SHORT TASK: Output each line of the material exactly as it stands.
[start]
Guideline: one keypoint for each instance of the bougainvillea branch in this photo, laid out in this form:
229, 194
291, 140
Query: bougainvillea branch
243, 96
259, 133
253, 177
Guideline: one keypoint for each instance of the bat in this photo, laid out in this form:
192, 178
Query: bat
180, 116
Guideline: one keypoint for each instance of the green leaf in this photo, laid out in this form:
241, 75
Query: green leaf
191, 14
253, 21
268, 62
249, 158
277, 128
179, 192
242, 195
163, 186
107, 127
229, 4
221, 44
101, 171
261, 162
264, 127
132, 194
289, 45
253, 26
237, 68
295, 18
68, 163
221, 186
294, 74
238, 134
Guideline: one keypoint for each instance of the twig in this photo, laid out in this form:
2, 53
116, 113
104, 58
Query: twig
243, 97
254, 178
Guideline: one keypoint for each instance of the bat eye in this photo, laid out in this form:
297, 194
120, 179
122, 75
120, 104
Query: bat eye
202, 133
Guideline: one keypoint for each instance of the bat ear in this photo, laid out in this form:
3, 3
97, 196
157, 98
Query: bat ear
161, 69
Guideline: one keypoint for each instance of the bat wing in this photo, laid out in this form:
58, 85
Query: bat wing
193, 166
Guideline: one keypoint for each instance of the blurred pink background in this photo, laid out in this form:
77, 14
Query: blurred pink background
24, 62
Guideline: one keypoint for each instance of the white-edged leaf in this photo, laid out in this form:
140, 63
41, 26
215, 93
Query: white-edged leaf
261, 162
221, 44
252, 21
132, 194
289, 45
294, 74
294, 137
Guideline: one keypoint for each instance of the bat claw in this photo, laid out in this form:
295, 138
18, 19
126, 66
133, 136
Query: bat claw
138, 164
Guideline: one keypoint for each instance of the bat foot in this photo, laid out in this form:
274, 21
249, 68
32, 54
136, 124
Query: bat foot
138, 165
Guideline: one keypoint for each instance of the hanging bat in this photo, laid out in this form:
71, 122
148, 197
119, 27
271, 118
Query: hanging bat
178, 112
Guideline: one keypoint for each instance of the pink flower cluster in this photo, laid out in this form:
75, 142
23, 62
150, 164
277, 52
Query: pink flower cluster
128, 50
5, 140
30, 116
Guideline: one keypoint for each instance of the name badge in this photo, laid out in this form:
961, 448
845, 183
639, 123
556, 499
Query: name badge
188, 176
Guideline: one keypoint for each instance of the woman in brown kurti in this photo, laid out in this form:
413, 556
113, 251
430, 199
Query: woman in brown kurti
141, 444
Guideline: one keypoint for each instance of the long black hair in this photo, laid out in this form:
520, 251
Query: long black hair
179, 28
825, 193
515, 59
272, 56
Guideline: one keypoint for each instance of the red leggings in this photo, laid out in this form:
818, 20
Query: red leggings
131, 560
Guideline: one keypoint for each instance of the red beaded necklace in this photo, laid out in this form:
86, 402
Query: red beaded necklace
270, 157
[end]
OUTPUT FOR THIS EXERCISE:
Guideline: one keypoint for each instance of the bougainvillea branch in this photo, laid out in this form:
229, 194
291, 140
Query: bougainvillea branch
243, 96
259, 133
253, 177
Guideline: one keypoint for each instance of the bat in this photo, laid out in this form:
192, 178
Query: bat
180, 116
Guideline: one keypoint for each instance of the green leaf in this photo, laid out in this form:
241, 75
Query: green leaf
191, 14
253, 21
268, 62
249, 158
277, 128
179, 192
242, 195
163, 186
107, 127
229, 4
221, 44
101, 171
261, 162
264, 127
132, 194
289, 45
253, 26
237, 68
295, 18
68, 163
221, 186
294, 74
238, 134
Guideline: one keypoint for each instance of the twig in this photo, laid out in this form:
2, 53
116, 113
104, 58
Query: twig
243, 97
254, 178
Guideline: one keypoint for each instance of the bat eye in this photo, laid out in this form:
297, 194
120, 179
122, 75
120, 104
Query: bat eye
202, 133
Guideline: one keypoint for each instance of the bat ear in this photo, laid out in this form:
3, 3
97, 196
157, 98
Query: bat ear
161, 69
Guideline: one keypoint for each instance of the bat wing in this photo, laid out in this form:
58, 85
Query: bat wing
193, 166
Guideline: one keypoint for each instance of the blurred pink background in this photo, laid out in this form:
77, 14
Query: blurred pink background
24, 62
Guideline: one keypoint for each instance of the white-edged leaf in this photo, laid out in this form:
140, 63
41, 26
215, 93
Query: white-edged leaf
261, 162
221, 44
252, 21
132, 194
289, 45
294, 74
294, 137
Guideline: one keypoint for each instance of the bat claw in this photo, laid out in this form:
295, 138
18, 19
126, 66
133, 136
Query: bat claw
138, 164
Guideline: one keypoint for each instance of the bat foot in this photo, laid out in this form:
274, 21
249, 68
32, 54
136, 124
Query: bat foot
138, 165
Guideline: one keypoint for each instance of the hanging bat in this photo, laid out in this form:
71, 122
148, 197
119, 27
271, 118
Query: hanging bat
178, 112
Guideline: one keypoint for each instance of the pink flower cluster in this photo, laid out in this form:
75, 142
23, 62
150, 164
277, 52
Query: pink flower cluster
128, 50
5, 140
30, 116
Guideline: one keypoint for each instance of the name badge in this photo, laid out in this form:
961, 448
845, 183
639, 123
556, 499
Query: name badge
188, 176
Guideline: one keypoint for each instance of the woman in brown kurti in this photo, laid out in this form:
413, 556
113, 251
430, 199
Query: woman in brown kurti
141, 444
Guideline: one keypoint for each instance of the long black hair in this photo, laid out in this form:
520, 251
Query: long black hair
179, 28
825, 193
515, 59
272, 56
Guideline: one keypoint for each instance of the red leggings in this photo, laid out in this form:
818, 20
Query: red leggings
131, 560
Guideline: one keypoint for each instance of the red beaded necklace in this photo, laid out in this form:
86, 402
Query: red beaded necklace
270, 157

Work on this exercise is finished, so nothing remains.